● Input for this task
:::::

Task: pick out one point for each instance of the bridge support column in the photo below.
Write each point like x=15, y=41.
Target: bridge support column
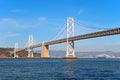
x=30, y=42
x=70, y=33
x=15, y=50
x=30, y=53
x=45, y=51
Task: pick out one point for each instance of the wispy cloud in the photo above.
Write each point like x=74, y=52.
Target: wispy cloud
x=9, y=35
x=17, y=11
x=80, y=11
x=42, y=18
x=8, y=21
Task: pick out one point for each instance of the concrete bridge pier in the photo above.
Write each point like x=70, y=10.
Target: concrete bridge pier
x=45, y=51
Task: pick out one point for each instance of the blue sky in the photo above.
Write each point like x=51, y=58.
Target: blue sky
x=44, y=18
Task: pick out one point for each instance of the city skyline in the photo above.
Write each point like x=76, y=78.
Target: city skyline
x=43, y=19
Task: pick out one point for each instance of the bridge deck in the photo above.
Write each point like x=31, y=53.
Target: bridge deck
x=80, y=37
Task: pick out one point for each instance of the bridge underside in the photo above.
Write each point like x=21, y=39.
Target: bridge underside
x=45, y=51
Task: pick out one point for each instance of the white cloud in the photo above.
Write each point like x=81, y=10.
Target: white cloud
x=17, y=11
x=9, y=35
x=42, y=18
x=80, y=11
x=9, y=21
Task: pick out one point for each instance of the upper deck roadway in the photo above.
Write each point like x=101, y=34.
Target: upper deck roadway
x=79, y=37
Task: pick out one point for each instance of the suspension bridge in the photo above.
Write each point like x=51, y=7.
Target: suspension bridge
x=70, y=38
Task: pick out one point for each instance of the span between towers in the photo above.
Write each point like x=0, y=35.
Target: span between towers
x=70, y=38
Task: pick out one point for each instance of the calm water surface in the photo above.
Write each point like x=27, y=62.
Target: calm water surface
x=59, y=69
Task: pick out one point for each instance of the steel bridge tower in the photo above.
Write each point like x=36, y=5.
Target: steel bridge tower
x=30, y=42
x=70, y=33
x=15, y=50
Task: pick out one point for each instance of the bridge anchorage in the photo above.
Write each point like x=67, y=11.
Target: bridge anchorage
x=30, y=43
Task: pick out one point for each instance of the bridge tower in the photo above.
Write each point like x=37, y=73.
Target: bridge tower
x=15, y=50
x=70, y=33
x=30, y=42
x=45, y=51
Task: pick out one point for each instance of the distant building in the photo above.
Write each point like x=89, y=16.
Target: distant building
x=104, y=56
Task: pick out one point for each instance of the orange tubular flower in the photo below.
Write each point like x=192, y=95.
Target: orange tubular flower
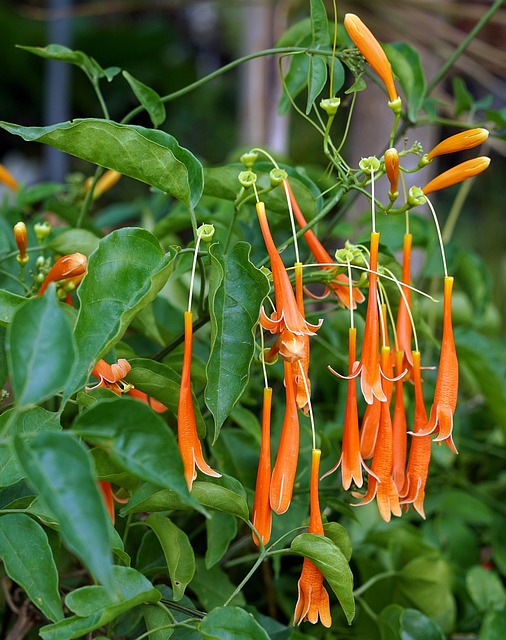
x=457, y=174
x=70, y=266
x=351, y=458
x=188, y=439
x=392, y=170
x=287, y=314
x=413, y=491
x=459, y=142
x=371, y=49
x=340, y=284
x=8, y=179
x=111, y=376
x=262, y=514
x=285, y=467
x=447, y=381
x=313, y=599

:::::

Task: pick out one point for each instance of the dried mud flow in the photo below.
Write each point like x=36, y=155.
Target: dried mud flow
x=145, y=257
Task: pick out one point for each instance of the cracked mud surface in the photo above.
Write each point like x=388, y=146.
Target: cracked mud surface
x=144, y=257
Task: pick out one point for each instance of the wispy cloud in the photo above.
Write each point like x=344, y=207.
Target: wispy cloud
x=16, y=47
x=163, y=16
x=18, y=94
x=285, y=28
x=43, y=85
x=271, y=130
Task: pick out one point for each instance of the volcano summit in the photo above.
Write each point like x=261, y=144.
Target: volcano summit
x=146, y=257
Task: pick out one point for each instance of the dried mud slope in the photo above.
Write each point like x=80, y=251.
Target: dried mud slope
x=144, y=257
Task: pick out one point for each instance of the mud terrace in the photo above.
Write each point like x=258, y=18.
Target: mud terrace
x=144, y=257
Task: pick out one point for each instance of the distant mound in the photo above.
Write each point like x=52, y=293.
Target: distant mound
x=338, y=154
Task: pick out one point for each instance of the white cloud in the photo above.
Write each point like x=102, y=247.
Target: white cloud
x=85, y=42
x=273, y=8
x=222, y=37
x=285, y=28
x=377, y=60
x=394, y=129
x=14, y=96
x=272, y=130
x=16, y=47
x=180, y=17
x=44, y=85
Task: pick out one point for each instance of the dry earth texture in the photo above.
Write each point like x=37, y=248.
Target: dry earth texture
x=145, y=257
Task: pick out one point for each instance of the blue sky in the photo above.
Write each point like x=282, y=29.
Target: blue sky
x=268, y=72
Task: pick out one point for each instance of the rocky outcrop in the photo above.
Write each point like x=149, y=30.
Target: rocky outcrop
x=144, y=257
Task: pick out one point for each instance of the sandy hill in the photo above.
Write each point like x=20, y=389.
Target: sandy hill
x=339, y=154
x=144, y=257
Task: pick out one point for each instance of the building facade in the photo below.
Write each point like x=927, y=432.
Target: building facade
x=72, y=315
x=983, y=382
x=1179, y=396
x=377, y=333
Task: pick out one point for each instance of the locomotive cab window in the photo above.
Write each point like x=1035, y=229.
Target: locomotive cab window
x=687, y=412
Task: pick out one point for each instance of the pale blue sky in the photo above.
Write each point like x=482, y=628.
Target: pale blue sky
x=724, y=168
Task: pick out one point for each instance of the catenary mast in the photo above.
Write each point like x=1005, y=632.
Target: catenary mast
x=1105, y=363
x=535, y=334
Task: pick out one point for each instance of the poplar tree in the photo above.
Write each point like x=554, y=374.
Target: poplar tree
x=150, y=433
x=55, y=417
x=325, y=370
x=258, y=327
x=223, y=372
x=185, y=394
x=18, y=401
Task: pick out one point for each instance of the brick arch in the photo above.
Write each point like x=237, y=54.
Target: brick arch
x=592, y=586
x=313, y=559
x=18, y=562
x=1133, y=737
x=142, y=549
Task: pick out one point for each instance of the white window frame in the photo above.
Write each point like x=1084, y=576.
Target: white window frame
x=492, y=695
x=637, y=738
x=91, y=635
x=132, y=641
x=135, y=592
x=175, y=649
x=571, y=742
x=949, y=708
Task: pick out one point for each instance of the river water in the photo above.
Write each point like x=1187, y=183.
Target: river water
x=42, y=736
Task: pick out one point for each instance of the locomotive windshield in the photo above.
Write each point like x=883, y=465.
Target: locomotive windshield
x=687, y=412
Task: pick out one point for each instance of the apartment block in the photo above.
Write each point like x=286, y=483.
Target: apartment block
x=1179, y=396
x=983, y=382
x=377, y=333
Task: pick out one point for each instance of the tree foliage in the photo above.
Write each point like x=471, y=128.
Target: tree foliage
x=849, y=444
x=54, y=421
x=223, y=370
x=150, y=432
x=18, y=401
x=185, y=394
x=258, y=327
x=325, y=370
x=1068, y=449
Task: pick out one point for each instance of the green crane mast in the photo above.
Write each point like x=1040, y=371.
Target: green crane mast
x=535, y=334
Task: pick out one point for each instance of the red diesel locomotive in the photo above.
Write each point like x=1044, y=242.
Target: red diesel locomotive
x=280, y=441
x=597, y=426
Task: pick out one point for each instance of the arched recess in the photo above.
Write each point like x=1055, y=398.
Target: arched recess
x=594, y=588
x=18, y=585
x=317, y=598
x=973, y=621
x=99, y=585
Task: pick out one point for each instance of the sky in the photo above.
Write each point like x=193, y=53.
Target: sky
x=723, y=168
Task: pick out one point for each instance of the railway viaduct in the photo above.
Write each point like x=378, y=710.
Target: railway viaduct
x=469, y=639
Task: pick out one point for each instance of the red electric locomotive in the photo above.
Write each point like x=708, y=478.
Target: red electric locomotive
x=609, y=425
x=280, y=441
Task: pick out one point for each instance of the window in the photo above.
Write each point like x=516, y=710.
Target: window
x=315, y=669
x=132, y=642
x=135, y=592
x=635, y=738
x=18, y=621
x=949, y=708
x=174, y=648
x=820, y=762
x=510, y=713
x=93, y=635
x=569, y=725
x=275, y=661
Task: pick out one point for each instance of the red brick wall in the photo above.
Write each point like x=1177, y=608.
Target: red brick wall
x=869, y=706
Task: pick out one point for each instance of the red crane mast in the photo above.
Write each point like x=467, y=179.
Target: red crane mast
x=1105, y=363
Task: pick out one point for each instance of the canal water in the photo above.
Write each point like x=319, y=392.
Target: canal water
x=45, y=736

:::::

● Work to be completed
Rewrite the stretch of items from the line containing "the bridge tower in the photo above." through the line containing "x=313, y=599", changing every "instance" to "occurrence" and keeping everything else unchanged. Leave the pictures out.

● Output for this task
Task: pick out one point for each occurrence of the bridge tower in the photo above.
Write each point like x=37, y=73.
Target: bridge tower
x=15, y=50
x=70, y=33
x=30, y=42
x=45, y=51
Task: pick out one point for each occurrence of the distant building in the photo above.
Write each point like x=89, y=16.
Target: distant building
x=104, y=56
Task: pick out one point for each occurrence of the orange tubular flower in the photo below.
Write each point like x=192, y=95.
Target: orange tubular flower
x=457, y=174
x=70, y=266
x=351, y=458
x=188, y=439
x=392, y=170
x=287, y=314
x=413, y=491
x=459, y=142
x=371, y=49
x=340, y=284
x=8, y=179
x=111, y=376
x=262, y=514
x=285, y=467
x=447, y=381
x=313, y=599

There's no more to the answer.